Mereka juga menjalankan atau merayakan hari-hari besar islam seperti Idul
Fitri, Idul Adha, Maulid Nabi dan lain sebagainya. Akan tetapi, dimana ada
sebuah upacara keagamaan besar disana juga tak ketinggalan dibumbui dengan
upacara dan ritua-ritual tertentu, hal tersebut tidak lepas dari adat istiadat
yang telah tersirat dalam kurun waktu yang sangat lama tentunya.
Adat
istiadat merupakan sebuah warisan budaya yang telah diturunkan nenek moyang
pada setiap generasi yang telah lahir. Maka dari itu dari setiap generasi ke
generasi selalu mengormati setiap aturan dan norma yang telah ada, termasuk
menjaga dan melestarikan alam disekitar dan lingkungan mereka. Nenek moyang
Kampung naga menganggap alam adalah sebuah perlindungan yang nyata dan tidak
boleh dirusak, karena mereka percaya alam adalah Arrohmanirrohim (pengasih dan
penyang) dan mereka percaya bahwa alam tidak akan membuat bencana, justru yang
menyebabkan bencana sendiri itu adalah akhlak dan keserakahan manusia, dan
menjadi wujud nyata mereka bermukim dibawah lembah dan tepi sungai.[6]
Masih
dengan kepercayaan yang ada di kampung Naga, salah satunya jika kita melihat
saat kita mengunjungi kampung Naga disana akan terlihat ada sebuah dedaunan
kering yang tergantung didepan pintu, hal itu tentunya terlihat sebagai sebuah
hiasan pintu, tapi makna yang terkandung lebih dalam, yakin sebuah perlindungan
atau Tolak Bala. Menurut mereka itu adalah simbol dari bentuk perlindungan dari
hal-hal Ghaib dan hal-hal religi seperti itu diutamakan, karena mereka selalu
percaya dengan kata “Eling”. Eling disini akan mengingatkan mereka pada sang
maha pencipta dan pada roh nenek moyang agar mereka tidak melakukan hal yang
dilarang[7].

********

Tugas A >> Menurut teks tentang adat Kampung Naga, apa makna dedaunan kering yang tergantung di depan pintu?
Tugas B >> Teruskan teks tentang adat istiadat Kampung Naga mulai setelah kalimat terakhirnya.

********

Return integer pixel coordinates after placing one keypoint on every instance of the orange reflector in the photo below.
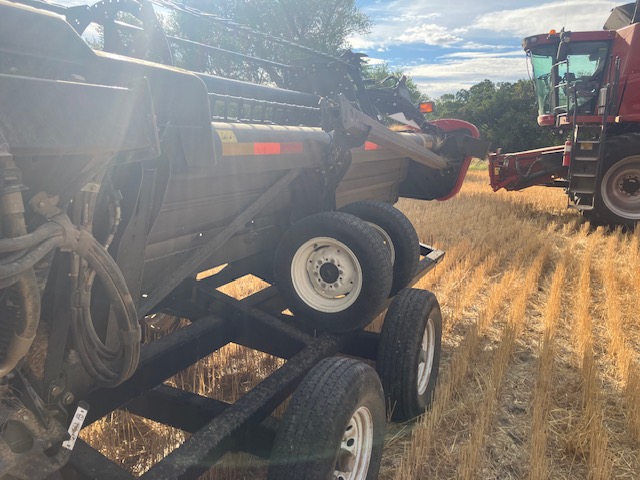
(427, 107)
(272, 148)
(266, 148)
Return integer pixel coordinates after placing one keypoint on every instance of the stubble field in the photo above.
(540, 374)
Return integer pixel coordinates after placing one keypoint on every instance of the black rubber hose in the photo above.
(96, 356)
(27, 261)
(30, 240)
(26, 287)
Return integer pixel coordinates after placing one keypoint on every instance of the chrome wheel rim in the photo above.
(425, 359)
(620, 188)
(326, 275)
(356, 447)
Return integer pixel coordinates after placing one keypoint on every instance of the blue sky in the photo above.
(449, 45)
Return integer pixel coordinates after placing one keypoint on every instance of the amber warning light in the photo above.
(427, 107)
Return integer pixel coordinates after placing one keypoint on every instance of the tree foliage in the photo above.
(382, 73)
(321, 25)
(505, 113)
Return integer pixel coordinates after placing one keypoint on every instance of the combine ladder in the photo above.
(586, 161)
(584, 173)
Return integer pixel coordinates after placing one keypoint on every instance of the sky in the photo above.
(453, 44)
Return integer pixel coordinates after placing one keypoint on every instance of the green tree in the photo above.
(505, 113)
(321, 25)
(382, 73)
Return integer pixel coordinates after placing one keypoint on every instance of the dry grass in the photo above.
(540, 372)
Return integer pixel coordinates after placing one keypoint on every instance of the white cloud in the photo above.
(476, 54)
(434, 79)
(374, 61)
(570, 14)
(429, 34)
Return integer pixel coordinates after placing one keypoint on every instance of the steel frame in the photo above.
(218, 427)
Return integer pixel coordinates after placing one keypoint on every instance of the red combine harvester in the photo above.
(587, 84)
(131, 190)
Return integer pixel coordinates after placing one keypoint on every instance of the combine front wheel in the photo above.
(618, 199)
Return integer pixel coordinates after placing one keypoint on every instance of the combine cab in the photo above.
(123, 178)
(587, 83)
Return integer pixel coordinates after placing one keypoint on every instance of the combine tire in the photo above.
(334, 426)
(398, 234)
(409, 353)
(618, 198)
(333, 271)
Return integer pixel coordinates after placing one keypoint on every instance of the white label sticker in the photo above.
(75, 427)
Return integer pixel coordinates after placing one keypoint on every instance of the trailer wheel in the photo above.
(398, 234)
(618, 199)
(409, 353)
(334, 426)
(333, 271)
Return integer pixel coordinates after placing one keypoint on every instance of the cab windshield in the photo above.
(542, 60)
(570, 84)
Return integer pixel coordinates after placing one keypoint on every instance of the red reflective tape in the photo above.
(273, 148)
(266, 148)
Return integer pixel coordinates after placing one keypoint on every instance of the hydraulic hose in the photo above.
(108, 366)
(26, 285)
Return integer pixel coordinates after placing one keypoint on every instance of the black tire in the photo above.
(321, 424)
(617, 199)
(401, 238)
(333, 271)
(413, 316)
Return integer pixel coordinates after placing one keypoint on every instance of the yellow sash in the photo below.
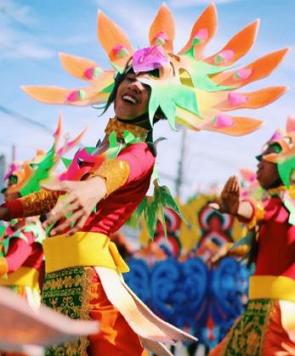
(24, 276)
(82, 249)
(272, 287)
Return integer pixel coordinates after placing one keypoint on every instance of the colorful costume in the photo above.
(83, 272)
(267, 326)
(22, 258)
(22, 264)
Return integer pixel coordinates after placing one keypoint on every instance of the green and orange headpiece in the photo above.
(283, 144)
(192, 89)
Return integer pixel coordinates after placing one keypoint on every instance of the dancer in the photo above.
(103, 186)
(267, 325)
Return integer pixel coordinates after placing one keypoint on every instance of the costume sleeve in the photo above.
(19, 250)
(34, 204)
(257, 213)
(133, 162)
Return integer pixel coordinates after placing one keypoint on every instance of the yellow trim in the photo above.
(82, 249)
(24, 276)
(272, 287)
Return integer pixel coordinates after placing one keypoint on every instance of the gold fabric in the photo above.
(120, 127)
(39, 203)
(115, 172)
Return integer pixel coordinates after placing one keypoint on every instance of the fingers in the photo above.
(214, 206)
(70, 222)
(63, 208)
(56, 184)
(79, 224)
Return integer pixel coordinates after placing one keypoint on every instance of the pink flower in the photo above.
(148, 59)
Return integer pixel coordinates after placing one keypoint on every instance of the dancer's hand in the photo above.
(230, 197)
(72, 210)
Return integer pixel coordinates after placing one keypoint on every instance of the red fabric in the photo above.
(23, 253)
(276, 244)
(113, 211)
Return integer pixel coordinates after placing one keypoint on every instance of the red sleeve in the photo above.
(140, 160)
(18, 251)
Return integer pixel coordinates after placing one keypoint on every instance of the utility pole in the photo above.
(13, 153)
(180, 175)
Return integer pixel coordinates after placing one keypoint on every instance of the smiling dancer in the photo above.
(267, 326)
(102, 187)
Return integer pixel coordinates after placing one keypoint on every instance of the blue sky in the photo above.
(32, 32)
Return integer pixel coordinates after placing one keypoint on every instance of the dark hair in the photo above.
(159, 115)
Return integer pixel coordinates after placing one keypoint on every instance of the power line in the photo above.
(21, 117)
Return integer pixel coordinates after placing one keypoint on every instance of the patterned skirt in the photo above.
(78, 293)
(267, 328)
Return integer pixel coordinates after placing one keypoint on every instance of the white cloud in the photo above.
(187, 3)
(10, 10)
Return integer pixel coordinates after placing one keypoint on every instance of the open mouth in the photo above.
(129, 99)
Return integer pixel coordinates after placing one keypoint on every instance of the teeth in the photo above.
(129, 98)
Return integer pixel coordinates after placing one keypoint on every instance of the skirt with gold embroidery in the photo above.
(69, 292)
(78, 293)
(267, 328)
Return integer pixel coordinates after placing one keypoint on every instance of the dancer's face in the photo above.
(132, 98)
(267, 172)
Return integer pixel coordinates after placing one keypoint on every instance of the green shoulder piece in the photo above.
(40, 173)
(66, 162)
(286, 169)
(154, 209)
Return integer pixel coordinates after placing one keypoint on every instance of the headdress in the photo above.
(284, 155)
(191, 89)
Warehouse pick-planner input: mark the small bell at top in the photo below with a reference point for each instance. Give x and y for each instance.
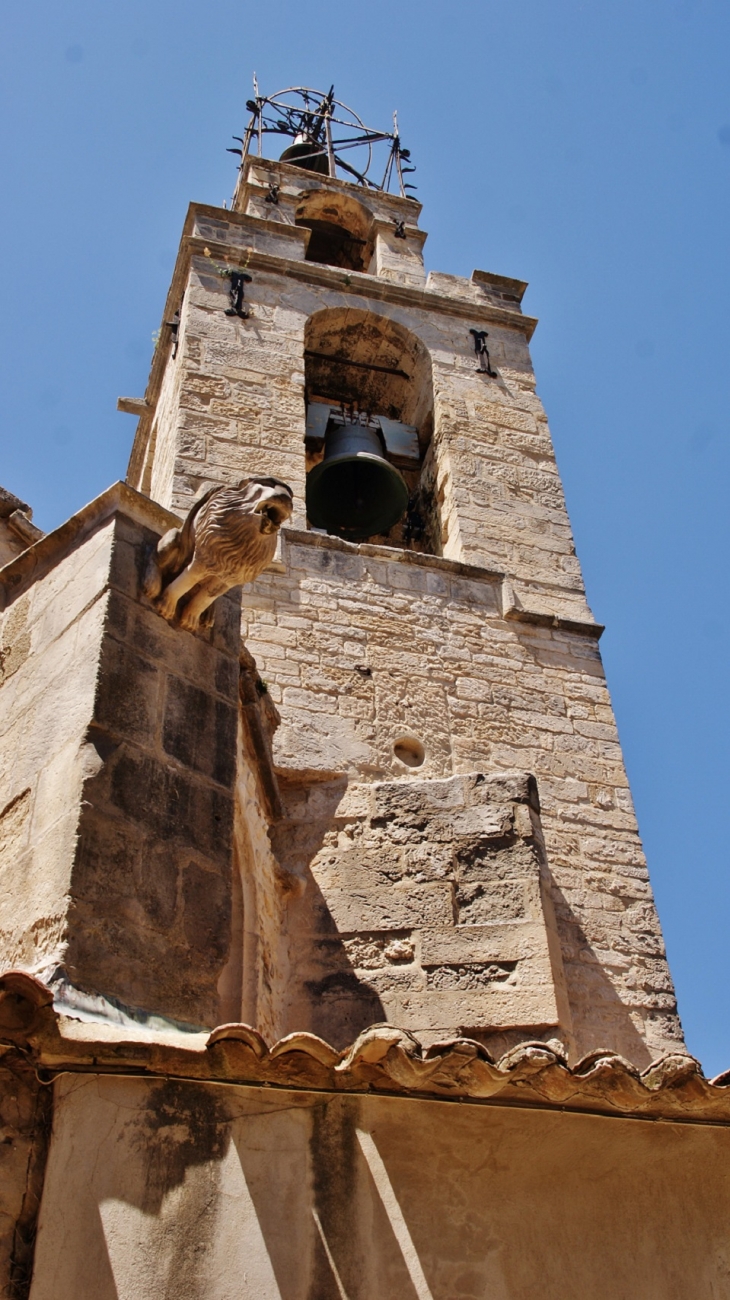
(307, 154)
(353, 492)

********

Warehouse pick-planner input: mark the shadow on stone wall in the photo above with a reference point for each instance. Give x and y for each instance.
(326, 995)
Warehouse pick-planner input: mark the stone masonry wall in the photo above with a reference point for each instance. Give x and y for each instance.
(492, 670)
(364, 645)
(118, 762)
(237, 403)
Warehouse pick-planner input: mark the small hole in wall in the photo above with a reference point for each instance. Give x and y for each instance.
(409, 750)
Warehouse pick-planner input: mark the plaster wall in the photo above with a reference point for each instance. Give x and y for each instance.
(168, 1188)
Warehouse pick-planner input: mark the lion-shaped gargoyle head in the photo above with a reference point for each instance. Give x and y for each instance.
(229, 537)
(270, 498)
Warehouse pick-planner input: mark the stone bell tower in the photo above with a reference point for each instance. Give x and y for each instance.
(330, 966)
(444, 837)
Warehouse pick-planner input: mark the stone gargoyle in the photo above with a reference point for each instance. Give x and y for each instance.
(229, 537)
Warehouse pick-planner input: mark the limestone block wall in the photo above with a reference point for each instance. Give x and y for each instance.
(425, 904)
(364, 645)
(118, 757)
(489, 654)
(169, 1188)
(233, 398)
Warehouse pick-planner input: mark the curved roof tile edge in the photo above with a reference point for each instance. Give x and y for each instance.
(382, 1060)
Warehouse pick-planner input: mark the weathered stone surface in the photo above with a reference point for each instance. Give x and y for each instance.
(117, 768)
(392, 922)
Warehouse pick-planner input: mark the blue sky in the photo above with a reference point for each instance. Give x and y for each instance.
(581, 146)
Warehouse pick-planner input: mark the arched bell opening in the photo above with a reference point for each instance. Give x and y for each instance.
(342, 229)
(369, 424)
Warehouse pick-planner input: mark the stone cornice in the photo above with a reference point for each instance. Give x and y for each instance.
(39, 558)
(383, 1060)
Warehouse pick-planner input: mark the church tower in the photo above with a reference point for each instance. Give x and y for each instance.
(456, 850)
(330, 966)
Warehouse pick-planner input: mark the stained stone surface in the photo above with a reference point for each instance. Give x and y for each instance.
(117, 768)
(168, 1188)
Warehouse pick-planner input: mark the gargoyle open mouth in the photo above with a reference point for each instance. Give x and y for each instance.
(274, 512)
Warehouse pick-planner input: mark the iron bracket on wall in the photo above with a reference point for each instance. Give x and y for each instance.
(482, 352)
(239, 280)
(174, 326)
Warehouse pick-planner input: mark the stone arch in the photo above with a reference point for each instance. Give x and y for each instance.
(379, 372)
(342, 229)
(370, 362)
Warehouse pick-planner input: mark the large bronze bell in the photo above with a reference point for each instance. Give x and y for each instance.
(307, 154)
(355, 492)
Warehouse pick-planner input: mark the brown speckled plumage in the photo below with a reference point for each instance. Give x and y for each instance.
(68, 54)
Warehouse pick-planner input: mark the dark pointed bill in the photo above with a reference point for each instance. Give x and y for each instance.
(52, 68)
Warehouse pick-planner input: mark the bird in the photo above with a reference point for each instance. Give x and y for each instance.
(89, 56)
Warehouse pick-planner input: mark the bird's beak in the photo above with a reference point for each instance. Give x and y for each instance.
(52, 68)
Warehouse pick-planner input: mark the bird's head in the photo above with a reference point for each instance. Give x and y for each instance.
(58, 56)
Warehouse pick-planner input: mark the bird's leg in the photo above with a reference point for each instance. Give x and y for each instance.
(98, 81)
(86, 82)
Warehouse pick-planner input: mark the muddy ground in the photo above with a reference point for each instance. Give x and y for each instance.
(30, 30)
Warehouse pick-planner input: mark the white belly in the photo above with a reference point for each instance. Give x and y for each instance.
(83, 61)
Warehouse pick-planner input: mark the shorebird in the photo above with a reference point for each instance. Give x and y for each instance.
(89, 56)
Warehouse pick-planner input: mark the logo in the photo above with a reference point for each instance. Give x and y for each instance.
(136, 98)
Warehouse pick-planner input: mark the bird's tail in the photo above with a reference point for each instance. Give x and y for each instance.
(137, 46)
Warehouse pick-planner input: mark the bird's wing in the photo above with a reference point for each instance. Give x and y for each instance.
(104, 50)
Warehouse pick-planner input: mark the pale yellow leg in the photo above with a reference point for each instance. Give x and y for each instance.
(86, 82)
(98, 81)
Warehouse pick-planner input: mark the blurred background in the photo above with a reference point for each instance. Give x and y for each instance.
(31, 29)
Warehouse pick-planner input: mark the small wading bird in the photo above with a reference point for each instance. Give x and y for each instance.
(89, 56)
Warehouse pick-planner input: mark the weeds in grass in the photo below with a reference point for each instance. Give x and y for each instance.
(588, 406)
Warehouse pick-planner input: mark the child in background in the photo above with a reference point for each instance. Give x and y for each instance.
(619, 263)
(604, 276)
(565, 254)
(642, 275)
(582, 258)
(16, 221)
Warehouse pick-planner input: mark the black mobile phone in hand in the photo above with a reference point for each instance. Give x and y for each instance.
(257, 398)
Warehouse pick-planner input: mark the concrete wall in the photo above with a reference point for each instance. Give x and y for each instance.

********

Jawaban yang diharapkan A >> Dedaunan kering itu adalah Tolak Bala, yaitu simbol perlindungan dari hal-hal gaib.

Jawaban yang diharapkan B >>
Selanjutnya
mengenai adat, kampung Naga menilai adat bukan pada apa yang ada didalamnya,
melainkan menganggap bahwa adat adalah berasal dari keturunan dan sudah
digariskan oleh qodrat mereka sebagai keturunan untuk melanjutkan adat
tersebut. Sama halnya dengan agama, islam mengajarkan kita sejak kita lahir
untuk melakukan ibadah sholat ketika kita mampu untuk melakukannya, begitu pun
dengan adat yang ada di kampung Naga. Melihat hal itu, kampung Naga juga
belajar dari islam, tatkala sang pencipta memerintahkan kita untuk melakukan
sholat, maka para leluhur mereka juga memerintahkan untuk melakukan adat
tersebut.
2. Ritual-Ritual
yang ada di Kampung Naga
a. Hajat
Sasih, Upacara Ritual Terbesar
Beruntung
bagi mereka yang kedatangannya ke kampung Naga bertepatan waktunya dengan
penyelenggaraan upacara ritual hajat sasih. Pada saat seperti itu,
suasana kampung Naga sangat berlainan dengan hari-hari biasa,. Saat
diselenggarakan upacara ritual tersebut, kampung Naga sontak berubah menjadi
sebuah perkampungan yang penuh dengan kesibukan.
Upacara
hajat sasih biasanya diikuti oleh seluruh warga masyarakat kampung Naga
dan “Sanaga”. Mereka yang berasal dari luar kota seperti Bandung, Jakarta,
Bogor, dsb, biasanya sudah tiba sehari sebelumnya, sehingga suasanannya lebih
mirip seperti hari raya idul fitri.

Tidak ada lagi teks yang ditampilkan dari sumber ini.